* **DATA FOR THIS TASK**

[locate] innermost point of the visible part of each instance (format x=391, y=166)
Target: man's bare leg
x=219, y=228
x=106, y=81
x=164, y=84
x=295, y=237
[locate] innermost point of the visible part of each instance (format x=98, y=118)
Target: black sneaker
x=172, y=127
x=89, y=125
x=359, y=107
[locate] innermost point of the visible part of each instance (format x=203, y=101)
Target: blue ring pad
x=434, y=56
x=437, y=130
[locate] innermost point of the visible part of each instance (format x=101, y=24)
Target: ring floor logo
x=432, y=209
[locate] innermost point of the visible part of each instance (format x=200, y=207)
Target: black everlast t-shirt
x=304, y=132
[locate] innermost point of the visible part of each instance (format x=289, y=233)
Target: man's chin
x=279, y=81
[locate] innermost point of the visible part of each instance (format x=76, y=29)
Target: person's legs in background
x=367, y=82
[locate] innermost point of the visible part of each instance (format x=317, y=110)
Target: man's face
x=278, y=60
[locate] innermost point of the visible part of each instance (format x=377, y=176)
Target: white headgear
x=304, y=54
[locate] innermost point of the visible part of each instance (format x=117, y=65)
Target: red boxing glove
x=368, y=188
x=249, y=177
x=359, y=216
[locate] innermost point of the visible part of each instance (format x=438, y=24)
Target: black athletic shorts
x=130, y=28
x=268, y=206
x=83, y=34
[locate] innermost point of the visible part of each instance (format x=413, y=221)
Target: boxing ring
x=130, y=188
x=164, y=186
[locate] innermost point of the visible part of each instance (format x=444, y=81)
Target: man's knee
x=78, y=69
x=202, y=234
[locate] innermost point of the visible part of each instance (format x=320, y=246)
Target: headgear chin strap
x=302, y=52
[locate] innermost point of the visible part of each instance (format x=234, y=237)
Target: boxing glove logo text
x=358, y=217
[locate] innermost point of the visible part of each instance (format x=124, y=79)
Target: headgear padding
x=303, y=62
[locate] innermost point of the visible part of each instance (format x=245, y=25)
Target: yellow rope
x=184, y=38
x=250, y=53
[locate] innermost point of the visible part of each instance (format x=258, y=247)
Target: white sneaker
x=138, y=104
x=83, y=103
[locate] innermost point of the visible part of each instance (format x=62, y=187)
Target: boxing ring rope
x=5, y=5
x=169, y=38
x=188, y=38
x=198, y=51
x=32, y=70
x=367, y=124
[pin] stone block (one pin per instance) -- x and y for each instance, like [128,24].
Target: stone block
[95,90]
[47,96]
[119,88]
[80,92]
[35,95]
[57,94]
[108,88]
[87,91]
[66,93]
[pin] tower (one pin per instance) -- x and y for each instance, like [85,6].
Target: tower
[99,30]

* **TASK TO CARRY OUT**
Nothing but the lines from the one holding "(format x=245, y=25)" through the end of the listing above should appear, each exactly as given.

* **RESULT FOR THIS EXERCISE**
[locate] innermost point of the visible part of each instance (format x=245, y=25)
Target: yellow rope
x=184, y=38
x=250, y=53
[locate] innermost point of the visible part of each instance (format x=258, y=247)
Target: white sneaker
x=138, y=104
x=83, y=103
[locate] innermost point of the visible part of each instance (format x=62, y=187)
Target: boxing ring rope
x=5, y=5
x=169, y=38
x=188, y=38
x=198, y=51
x=32, y=70
x=367, y=124
[pin] stone block (one pin per instance) -- x and y for each instance, like [128,24].
Target: stone block
[95,90]
[47,96]
[119,88]
[80,92]
[35,95]
[57,94]
[108,88]
[87,91]
[66,93]
[pin] tower (one pin per instance) -- x and y for each instance, like [85,6].
Target: tower
[99,30]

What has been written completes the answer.